### THE REQUEST:
Produce an exact transcription of the listing below, omitting the pictures.

━━━━━━━━━━━━━━━━━━━━

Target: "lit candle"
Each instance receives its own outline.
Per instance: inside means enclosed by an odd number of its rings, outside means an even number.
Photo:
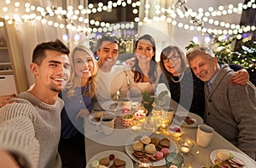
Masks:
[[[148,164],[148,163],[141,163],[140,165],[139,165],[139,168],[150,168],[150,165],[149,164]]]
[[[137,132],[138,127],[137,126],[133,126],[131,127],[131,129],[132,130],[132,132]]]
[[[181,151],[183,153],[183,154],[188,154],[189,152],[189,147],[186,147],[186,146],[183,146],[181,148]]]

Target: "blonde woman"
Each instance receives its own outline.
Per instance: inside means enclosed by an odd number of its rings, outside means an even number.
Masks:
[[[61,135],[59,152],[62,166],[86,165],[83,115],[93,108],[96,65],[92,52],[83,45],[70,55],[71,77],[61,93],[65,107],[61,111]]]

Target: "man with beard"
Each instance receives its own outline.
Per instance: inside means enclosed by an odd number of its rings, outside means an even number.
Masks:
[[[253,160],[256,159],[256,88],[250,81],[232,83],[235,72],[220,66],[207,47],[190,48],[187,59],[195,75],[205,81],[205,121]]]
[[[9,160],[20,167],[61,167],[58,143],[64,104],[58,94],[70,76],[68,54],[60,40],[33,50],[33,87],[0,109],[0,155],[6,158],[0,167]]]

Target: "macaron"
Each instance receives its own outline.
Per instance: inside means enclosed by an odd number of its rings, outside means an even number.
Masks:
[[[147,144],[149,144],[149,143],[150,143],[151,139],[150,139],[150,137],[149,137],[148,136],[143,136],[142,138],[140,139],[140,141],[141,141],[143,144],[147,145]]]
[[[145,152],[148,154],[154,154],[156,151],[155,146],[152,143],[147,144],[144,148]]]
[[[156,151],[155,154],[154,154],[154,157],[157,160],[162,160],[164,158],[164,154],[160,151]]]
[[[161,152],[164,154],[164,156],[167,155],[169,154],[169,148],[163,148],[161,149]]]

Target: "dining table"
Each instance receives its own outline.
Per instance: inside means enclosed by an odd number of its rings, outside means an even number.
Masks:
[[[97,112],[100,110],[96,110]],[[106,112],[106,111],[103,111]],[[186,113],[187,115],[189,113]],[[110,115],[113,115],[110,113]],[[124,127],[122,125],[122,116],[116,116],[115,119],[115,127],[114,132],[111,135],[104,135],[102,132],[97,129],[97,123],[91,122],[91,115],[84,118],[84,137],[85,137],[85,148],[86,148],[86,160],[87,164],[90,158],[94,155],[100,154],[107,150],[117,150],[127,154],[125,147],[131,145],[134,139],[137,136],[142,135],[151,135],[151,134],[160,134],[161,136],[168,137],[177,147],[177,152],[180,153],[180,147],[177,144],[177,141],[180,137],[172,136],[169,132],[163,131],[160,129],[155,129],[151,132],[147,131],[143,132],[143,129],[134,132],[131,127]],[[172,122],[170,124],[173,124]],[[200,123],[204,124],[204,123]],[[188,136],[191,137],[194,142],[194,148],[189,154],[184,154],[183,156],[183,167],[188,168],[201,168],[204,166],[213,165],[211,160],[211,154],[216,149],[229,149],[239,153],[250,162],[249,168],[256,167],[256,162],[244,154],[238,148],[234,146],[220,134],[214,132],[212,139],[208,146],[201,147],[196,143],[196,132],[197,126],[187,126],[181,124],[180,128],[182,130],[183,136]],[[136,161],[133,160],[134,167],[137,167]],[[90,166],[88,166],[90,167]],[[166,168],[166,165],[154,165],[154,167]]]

━━━━━━━━━━━━━━━━━━━━

### SOLUTION:
Target: "lit candle"
Each instance receives its own outline.
Per instance: inside means enclosed by an odd number of its rings, outside means an even number.
Photo:
Masks:
[[[148,164],[148,163],[141,163],[140,165],[139,165],[139,168],[150,168],[150,165],[149,164]]]
[[[137,132],[138,127],[137,126],[133,126],[131,127],[131,129],[132,130],[132,132]]]
[[[181,151],[183,153],[183,154],[188,154],[189,152],[189,147],[186,147],[186,146],[183,146],[181,148]]]

Target: "blonde woman"
Each instance receives its own outline.
Per instance: inside means enclosed by an odd number of its rings, outside means an even number.
Masks:
[[[61,135],[59,152],[62,166],[86,165],[83,115],[93,108],[96,65],[92,52],[83,45],[70,55],[71,77],[61,93],[65,107],[61,111]]]

Target: "man with beard"
Each instance receives its own outline.
Per instance: inside means enclosed by an odd number of its rings, outside means an even number.
Masks:
[[[253,160],[256,159],[256,88],[250,81],[232,83],[235,72],[220,66],[207,47],[190,48],[187,59],[195,75],[205,81],[205,121]]]
[[[9,160],[20,167],[61,167],[58,143],[64,104],[58,94],[70,76],[68,54],[60,40],[33,50],[33,87],[0,109],[0,155],[6,158],[0,167]]]

Target: "macaron"
Each instance receives its own outline.
Per instance: inside means enclosed by an odd number of its rings, outside means an even number.
Masks:
[[[147,144],[149,144],[149,143],[150,143],[151,139],[150,139],[150,137],[149,137],[148,136],[143,136],[142,138],[140,139],[140,141],[141,141],[143,144],[147,145]]]
[[[145,152],[148,154],[154,154],[156,151],[155,146],[152,143],[147,144],[144,148]]]
[[[156,151],[155,154],[154,154],[154,157],[157,160],[162,160],[164,158],[164,154],[160,151]]]
[[[161,152],[164,154],[164,156],[167,155],[169,154],[169,148],[163,148],[161,149]]]

Target: "dining table"
Each instance receives its own outline.
Per instance: inside means enclosed by an odd number of its rings, outside means an even number.
Masks:
[[[97,112],[100,110],[96,110]],[[106,112],[106,111],[103,111]],[[186,113],[187,115],[189,113]],[[110,115],[113,115],[110,113]],[[124,127],[122,125],[122,116],[116,116],[115,119],[115,127],[114,132],[111,135],[104,135],[102,132],[97,129],[97,123],[91,122],[91,115],[84,118],[84,137],[85,137],[85,148],[86,148],[86,160],[87,164],[90,158],[94,155],[100,154],[107,150],[117,150],[127,154],[125,147],[131,145],[134,139],[137,136],[142,135],[151,135],[151,134],[160,134],[161,136],[168,137],[177,147],[177,152],[180,153],[180,147],[177,144],[177,141],[180,137],[172,136],[169,132],[163,131],[160,129],[155,129],[151,132],[147,131],[143,132],[143,129],[134,132],[131,127]],[[172,122],[170,124],[173,124]],[[200,123],[204,124],[204,123]],[[188,136],[191,137],[194,142],[194,148],[189,154],[184,154],[183,156],[183,167],[188,168],[201,168],[204,166],[213,165],[211,160],[211,154],[216,149],[229,149],[239,153],[250,162],[249,168],[256,167],[256,162],[244,154],[238,148],[234,146],[220,134],[214,132],[212,139],[208,146],[201,147],[196,143],[196,132],[197,126],[187,126],[181,124],[180,128],[182,130],[183,136]],[[136,161],[133,160],[134,167],[137,167]],[[90,166],[88,166],[90,167]],[[166,168],[166,165],[154,165],[154,167]]]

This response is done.